* **Your task**: Reproduce the material from the line containing "Where can the dormer" through the line containing "point(737, 90)", both included, with every point coordinate in the answers scaled by 0.75 and rounded to the nearest whole number, halves going up. Leave all other numbers as they stand, including those in the sample point formats.

* **Provided data**:
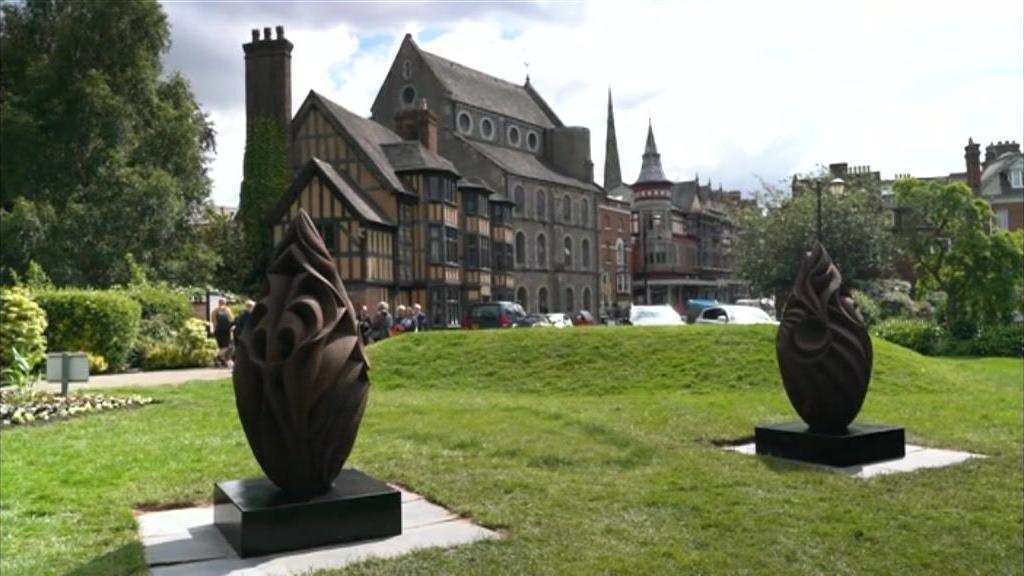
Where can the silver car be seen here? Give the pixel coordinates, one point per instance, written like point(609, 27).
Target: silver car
point(734, 315)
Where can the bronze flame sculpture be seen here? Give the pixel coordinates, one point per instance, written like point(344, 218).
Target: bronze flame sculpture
point(300, 372)
point(824, 352)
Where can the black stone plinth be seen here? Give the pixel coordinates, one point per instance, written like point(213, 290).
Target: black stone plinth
point(257, 519)
point(861, 444)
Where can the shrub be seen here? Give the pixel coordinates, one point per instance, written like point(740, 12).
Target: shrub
point(23, 326)
point(162, 302)
point(921, 335)
point(103, 323)
point(868, 309)
point(188, 347)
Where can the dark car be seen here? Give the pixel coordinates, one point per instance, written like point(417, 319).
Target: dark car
point(583, 318)
point(497, 315)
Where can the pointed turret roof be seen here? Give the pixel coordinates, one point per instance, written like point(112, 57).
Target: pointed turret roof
point(612, 172)
point(651, 170)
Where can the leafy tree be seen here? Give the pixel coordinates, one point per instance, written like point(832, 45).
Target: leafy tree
point(266, 177)
point(943, 234)
point(774, 236)
point(101, 156)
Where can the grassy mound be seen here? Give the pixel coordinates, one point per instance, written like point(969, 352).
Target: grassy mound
point(591, 448)
point(610, 361)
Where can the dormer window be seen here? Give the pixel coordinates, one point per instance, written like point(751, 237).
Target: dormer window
point(532, 140)
point(514, 135)
point(487, 128)
point(408, 95)
point(465, 122)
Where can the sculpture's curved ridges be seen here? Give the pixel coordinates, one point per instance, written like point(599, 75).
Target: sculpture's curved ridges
point(824, 352)
point(300, 371)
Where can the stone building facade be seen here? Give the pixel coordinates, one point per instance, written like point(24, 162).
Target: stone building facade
point(508, 137)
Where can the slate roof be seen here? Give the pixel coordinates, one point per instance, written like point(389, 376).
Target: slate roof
point(411, 155)
point(486, 92)
point(340, 184)
point(475, 183)
point(523, 164)
point(995, 176)
point(370, 136)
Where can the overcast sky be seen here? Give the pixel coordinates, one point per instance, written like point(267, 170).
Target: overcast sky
point(737, 90)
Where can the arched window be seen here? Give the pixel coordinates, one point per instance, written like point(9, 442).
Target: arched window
point(520, 249)
point(519, 197)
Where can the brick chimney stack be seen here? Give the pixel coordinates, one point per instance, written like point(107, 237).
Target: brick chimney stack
point(268, 80)
point(972, 155)
point(418, 124)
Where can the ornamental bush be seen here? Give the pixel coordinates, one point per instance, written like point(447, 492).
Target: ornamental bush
point(23, 326)
point(922, 335)
point(99, 322)
point(188, 347)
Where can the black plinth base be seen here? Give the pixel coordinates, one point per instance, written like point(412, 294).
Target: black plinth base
point(256, 519)
point(861, 444)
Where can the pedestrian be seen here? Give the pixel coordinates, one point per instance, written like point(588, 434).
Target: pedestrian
point(419, 319)
point(382, 323)
point(243, 321)
point(221, 321)
point(366, 326)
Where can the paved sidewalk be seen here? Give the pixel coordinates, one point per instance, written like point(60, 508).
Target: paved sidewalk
point(154, 378)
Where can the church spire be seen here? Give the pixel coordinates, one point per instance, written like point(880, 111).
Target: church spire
point(651, 170)
point(612, 173)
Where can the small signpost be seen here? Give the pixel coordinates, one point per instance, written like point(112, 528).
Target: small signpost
point(67, 367)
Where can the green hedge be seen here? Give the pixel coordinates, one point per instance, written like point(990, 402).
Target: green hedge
point(932, 339)
point(103, 323)
point(173, 307)
point(23, 326)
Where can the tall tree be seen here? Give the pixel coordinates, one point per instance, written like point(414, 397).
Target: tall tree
point(943, 234)
point(774, 236)
point(102, 157)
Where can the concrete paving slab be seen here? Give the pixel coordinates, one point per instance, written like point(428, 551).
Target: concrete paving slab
point(185, 542)
point(918, 457)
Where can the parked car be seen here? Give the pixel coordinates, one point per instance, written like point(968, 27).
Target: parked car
point(583, 318)
point(496, 315)
point(539, 321)
point(559, 320)
point(734, 315)
point(654, 316)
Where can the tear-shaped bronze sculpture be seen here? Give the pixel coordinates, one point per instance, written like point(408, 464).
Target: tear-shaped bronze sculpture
point(300, 371)
point(824, 352)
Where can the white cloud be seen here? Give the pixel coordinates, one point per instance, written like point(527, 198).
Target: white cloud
point(735, 89)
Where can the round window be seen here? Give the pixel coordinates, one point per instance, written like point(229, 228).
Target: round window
point(465, 123)
point(408, 95)
point(487, 128)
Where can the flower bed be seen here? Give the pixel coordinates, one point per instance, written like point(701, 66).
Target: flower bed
point(19, 408)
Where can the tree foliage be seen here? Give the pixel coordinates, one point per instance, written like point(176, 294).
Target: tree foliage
point(943, 234)
point(774, 236)
point(102, 157)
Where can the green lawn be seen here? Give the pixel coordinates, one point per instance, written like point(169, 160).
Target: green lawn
point(591, 448)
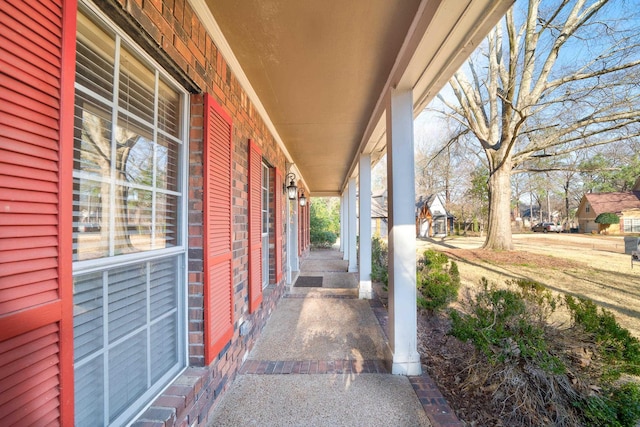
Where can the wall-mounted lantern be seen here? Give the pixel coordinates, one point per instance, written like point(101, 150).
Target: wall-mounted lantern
point(291, 189)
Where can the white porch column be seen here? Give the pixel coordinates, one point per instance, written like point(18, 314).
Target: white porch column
point(345, 224)
point(365, 226)
point(292, 240)
point(405, 359)
point(353, 217)
point(342, 223)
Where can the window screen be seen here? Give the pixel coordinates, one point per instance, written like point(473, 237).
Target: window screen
point(127, 243)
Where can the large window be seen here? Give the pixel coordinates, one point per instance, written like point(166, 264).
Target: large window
point(128, 242)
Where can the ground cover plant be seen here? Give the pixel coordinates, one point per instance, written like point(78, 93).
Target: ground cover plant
point(540, 372)
point(577, 348)
point(438, 280)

* **Output of the task**:
Where can the dormer window be seen here? Give the pixel coordinates, one point per instance, written like point(751, 237).
Target: dormer window
point(399, 105)
point(386, 101)
point(365, 96)
point(306, 71)
point(349, 92)
Where can the sculpture's curved ridges be seen here? Give the pixel coordinates, one point per instance, written like point(599, 75).
Target: sculpture's curved ridges
point(618, 264)
point(225, 278)
Where can the stone building facade be seen here? Give the pixel coordinates, one point per instance, written like point(24, 162).
Target: stone building facade
point(381, 103)
Where can the slate roof be seen here? Give the pixel coordinates, one point per instance, written like point(389, 376).
Target: slate roof
point(308, 116)
point(365, 69)
point(255, 138)
point(356, 137)
point(392, 123)
point(746, 132)
point(278, 102)
Where can the overcast sky be seen here? Give the pixel coordinates, one point per instance, written like point(267, 170).
Target: overcast sky
point(553, 68)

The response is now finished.